INPUT MATERIAL Block Start

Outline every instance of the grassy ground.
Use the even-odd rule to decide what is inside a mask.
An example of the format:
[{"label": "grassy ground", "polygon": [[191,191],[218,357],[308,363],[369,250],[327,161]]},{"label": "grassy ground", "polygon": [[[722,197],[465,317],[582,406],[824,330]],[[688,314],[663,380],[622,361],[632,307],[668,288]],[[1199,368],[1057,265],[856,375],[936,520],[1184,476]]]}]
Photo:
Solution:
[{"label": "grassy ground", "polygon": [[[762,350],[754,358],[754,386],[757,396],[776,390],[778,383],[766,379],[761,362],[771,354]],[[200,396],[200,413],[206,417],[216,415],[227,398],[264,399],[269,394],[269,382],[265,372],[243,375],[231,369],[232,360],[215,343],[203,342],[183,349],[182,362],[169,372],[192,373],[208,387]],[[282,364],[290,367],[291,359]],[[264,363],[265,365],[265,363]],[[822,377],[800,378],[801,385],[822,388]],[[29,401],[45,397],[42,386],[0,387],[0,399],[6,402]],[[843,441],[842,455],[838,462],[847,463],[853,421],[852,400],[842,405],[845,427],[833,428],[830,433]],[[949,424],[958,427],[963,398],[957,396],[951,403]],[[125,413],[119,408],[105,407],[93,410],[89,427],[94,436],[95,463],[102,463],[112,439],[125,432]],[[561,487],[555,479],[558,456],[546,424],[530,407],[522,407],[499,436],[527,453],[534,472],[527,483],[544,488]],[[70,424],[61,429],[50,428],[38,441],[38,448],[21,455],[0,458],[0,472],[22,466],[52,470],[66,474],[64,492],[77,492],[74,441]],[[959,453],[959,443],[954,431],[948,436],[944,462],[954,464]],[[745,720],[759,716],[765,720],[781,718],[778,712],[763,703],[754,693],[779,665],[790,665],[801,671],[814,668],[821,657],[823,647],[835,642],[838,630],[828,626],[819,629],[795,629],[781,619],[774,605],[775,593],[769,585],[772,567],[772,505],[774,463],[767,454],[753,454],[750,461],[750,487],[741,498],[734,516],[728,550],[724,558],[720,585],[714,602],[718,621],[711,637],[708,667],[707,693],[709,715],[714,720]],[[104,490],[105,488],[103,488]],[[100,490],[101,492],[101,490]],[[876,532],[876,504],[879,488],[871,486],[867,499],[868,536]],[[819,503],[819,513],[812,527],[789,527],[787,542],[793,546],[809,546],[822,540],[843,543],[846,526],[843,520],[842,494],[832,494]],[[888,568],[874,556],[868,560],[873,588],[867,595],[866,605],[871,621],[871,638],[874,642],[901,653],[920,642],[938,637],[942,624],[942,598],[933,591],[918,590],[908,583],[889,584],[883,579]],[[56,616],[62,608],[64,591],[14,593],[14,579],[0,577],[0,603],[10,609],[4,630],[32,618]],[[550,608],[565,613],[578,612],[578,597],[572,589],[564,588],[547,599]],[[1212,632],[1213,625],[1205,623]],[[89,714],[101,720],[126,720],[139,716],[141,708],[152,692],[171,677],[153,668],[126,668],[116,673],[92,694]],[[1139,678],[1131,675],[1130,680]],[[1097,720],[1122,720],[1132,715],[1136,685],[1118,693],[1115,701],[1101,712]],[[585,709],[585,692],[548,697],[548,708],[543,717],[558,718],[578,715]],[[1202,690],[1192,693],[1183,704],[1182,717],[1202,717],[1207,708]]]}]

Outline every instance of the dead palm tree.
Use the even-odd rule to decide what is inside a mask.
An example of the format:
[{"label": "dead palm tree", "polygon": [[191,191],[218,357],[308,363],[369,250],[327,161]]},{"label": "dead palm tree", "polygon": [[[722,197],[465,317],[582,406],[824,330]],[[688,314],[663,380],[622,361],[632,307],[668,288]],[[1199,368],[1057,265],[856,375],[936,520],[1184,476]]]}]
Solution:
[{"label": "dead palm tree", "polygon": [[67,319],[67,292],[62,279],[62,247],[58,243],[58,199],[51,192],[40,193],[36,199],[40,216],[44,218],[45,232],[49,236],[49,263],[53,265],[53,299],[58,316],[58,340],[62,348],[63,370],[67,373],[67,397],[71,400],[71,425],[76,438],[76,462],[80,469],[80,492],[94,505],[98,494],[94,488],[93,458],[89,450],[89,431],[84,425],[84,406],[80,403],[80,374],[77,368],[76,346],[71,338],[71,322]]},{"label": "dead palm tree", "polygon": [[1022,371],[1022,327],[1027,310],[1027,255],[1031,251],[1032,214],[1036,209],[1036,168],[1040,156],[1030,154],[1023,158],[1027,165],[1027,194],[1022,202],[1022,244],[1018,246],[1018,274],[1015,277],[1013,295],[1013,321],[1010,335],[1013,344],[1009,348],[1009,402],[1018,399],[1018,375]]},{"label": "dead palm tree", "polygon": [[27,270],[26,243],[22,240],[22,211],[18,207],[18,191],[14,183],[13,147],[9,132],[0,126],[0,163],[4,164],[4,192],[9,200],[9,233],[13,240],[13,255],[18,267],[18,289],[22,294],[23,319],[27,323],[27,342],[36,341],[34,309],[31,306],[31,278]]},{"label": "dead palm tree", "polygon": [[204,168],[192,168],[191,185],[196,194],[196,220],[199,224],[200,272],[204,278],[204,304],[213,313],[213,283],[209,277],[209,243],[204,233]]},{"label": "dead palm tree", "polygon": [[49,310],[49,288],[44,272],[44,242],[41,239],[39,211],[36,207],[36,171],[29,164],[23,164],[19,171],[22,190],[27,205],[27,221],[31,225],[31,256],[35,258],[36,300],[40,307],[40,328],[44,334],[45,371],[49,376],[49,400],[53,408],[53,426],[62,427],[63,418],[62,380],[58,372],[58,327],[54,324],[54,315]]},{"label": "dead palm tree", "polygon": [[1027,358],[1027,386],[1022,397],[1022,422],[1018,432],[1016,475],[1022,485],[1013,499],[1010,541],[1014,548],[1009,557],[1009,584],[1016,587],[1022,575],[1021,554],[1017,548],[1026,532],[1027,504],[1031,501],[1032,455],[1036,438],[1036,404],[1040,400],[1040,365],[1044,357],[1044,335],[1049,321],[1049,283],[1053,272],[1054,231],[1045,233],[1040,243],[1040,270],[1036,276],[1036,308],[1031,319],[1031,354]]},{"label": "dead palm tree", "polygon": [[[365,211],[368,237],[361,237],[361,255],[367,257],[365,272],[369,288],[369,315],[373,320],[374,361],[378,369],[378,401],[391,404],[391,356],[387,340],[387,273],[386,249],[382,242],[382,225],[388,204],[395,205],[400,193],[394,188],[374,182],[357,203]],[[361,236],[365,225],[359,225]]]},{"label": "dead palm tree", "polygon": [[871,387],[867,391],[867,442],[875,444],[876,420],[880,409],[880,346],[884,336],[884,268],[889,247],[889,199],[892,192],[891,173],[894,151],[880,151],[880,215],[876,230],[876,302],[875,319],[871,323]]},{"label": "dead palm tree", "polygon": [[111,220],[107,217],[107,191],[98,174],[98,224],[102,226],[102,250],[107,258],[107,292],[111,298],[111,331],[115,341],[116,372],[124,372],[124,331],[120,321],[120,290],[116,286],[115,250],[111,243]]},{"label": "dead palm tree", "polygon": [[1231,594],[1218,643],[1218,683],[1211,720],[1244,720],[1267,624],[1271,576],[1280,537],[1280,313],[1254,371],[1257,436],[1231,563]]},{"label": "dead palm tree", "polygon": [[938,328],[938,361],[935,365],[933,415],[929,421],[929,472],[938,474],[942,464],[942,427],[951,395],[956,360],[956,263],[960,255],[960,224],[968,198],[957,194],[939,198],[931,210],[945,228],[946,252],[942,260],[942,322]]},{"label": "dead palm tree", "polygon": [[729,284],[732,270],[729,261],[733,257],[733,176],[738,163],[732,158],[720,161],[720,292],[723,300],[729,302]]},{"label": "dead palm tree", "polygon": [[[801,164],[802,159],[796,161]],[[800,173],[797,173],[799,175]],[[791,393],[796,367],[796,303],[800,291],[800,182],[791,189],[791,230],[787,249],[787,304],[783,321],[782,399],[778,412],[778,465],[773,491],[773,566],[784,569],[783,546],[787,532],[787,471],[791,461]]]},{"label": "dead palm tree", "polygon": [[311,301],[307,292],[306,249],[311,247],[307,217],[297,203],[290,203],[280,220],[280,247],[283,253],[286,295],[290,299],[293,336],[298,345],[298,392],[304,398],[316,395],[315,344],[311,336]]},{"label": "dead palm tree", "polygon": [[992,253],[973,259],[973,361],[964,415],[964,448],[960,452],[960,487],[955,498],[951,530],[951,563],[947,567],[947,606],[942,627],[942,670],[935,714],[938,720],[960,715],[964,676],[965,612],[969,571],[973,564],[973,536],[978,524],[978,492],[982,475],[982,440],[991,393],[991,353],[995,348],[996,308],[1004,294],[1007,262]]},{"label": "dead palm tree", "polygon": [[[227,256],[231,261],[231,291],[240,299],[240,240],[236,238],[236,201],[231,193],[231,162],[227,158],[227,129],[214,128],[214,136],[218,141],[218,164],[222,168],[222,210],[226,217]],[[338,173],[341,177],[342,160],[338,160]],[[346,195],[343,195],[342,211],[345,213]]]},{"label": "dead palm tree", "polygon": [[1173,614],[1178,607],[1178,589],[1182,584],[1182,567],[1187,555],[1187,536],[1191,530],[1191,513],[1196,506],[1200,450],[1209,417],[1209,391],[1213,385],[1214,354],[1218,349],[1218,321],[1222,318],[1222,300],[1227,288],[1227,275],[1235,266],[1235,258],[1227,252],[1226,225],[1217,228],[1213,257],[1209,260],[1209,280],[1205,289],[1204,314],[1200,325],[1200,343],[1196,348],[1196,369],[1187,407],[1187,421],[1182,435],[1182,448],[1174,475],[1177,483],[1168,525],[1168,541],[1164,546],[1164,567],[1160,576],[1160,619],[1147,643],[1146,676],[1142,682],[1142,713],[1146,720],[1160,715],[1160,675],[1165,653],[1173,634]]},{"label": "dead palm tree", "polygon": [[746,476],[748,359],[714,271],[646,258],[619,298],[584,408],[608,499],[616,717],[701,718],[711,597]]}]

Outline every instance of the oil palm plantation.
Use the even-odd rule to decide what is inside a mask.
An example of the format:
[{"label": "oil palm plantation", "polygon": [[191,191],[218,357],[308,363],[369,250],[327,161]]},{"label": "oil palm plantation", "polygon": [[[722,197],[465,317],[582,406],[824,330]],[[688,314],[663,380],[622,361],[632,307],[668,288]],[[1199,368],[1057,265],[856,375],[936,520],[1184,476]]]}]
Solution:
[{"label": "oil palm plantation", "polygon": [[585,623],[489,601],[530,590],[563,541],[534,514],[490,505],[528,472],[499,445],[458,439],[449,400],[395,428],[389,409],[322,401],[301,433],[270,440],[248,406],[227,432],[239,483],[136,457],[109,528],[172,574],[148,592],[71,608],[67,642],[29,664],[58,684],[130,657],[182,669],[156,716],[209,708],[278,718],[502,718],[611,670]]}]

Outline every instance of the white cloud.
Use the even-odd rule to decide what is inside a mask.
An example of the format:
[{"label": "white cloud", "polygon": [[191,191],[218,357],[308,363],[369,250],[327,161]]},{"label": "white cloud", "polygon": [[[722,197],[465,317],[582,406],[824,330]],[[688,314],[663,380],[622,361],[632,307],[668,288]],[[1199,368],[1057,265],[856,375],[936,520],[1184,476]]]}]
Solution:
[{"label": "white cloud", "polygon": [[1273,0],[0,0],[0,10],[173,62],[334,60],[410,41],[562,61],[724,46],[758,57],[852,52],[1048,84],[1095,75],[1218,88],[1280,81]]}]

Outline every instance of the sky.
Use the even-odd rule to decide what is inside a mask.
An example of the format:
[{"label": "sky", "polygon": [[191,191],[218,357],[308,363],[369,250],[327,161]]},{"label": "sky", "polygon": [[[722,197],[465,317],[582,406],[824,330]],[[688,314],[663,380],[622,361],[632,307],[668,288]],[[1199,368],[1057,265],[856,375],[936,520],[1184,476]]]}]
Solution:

INPUT MATERIAL Block End

• _EXERCISE DESCRIPTION_
When the entries above show the word "every" in a line, copy that line out.

• _EXERCISE OUTPUT_
Outline every instance of the grassy ground.
Outline every instance of the dead palm tree.
Outline every instance of the oil palm plantation.
Outline every instance of the white cloud.
Outline every instance of the sky.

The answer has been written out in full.